Copy the material below from the line containing "Indicate a point on each instance of the neighboring" through the end, with the requests included, and give only those lines. Scale every answer coordinate by 2.35 and round to whole numbers with halves going up, keeping the numbers in the requests and their format samples unchanged and leaving out the pictures.

→ **DATA ENTRIES**
** BEGIN **

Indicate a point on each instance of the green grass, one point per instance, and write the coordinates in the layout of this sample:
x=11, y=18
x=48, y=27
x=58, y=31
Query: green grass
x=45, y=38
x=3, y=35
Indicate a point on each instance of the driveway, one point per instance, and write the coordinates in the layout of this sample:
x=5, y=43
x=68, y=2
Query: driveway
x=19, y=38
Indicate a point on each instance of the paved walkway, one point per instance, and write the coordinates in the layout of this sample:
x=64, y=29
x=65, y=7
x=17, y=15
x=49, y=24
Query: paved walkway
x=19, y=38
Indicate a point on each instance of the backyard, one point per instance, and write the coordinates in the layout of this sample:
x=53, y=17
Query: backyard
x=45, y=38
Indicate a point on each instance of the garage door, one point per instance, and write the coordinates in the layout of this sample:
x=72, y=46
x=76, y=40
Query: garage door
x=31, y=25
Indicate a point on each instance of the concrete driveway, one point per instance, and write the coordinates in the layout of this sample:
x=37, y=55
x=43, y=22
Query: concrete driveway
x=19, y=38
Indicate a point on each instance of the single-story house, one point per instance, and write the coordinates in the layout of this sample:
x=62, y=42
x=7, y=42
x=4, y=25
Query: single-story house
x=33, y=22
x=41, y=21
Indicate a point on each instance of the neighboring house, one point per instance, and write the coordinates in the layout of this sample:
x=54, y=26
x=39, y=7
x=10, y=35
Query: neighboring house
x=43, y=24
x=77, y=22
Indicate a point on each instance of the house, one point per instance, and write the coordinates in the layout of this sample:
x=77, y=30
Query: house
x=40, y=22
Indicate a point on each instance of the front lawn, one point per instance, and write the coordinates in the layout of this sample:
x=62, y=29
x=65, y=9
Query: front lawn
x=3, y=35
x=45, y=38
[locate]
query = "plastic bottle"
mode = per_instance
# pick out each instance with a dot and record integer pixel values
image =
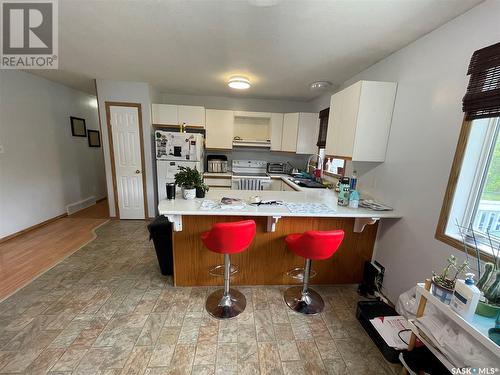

** END **

→ **WRITTEN REPLY**
Indicate a point on each instance of the neighboring house, one point per instance, and write the coordinates in the layout of this sample:
x=54, y=26
x=39, y=7
x=10, y=35
Query: neighboring house
x=101, y=56
x=181, y=52
Indicate a point on each instance of the house, one point per instance, and write the coordinates in the layout of this sample:
x=77, y=30
Query: house
x=94, y=52
Indicate a point on each instance of the front lawn, one point per instance, and write the coordinates in the layout of this sample:
x=62, y=29
x=65, y=9
Query: front lawn
x=7, y=82
x=106, y=89
[locate]
query = "plastic bottle"
mode = per_instance
# pick out each instance with a dot and record integer pixel values
image =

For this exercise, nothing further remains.